## ФРАГМЕНТ ТЕКСТА
————

Он был в самом деле еще преисполнен душевных сил, и беспокойное его воображение по-прежнему еще перерабатывало тысячи разнообразных идей, однако несомненно, что физические силы его оставляли и приступы усталости охватывали его все чаще и чаще. Как ни волновало его пребывание в Нью-Йорке, он с большим облегчением возвратился к маленькому сыну, которого, смеясь, называл «внуком».
Однако дело заключалось не только в переутомлении и приближающейся старости, не только в неудачах последних лет и материальных затруднениях: дело было гораздо серьезнее. Лаваль был тяжело болен, сам того слишком долго не замечая.

————

## ИСХОДНЫЕ СТРОКИ
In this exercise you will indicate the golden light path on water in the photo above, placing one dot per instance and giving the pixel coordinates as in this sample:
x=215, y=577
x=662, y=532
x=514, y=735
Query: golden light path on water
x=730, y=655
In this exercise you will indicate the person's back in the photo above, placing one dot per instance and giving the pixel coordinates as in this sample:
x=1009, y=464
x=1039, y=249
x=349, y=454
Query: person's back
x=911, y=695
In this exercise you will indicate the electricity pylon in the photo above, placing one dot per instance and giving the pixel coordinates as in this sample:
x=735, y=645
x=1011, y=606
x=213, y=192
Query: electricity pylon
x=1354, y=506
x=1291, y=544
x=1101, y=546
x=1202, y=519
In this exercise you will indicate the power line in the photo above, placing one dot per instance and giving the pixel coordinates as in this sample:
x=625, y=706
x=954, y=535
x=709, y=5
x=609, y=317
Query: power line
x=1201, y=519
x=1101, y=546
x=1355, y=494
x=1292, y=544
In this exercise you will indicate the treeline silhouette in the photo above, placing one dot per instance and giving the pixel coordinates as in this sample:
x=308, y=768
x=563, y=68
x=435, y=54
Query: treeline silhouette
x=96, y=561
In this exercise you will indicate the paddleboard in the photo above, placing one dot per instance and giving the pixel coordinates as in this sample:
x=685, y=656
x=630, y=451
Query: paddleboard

————

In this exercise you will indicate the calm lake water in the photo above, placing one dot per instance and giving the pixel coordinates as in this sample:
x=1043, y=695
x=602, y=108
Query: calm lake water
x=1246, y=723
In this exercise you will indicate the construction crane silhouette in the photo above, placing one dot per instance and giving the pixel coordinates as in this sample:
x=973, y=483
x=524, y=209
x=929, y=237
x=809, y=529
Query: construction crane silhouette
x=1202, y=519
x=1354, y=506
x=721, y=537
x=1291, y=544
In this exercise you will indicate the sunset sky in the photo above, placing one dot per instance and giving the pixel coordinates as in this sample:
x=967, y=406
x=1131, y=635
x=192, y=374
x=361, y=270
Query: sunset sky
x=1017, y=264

————

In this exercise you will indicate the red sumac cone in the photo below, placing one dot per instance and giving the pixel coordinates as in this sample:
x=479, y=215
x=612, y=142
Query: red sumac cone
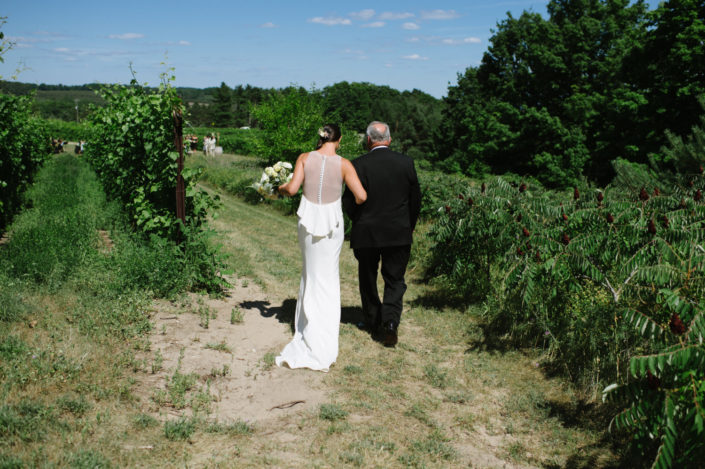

————

## ЧТО НУЖНО СДЕЛАТЬ
Замените «тяжело» на «серьезно» и перепишите фрагмент заново: начните со слов «Он был в самом» и закончите словами «долго не замечая.».

## РЕЗУЛЬТАТ
Он был в самом деле еще преисполнен душевных сил, и беспокойное его воображение по-прежнему еще перерабатывало тысячи разнообразных идей, однако несомненно, что физические силы его оставляли и приступы усталости охватывали его все чаще и чаще. Как ни волновало его пребывание в Нью-Йорке, он с большим облегчением возвратился к маленькому сыну, которого, смеясь, называл «внуком».
Однако дело заключалось не только в переутомлении и приближающейся старости, не только в неудачах последних лет и материальных затруднениях: дело было гораздо серьезнее. Лаваль был серьезно болен, сам того слишком долго не замечая.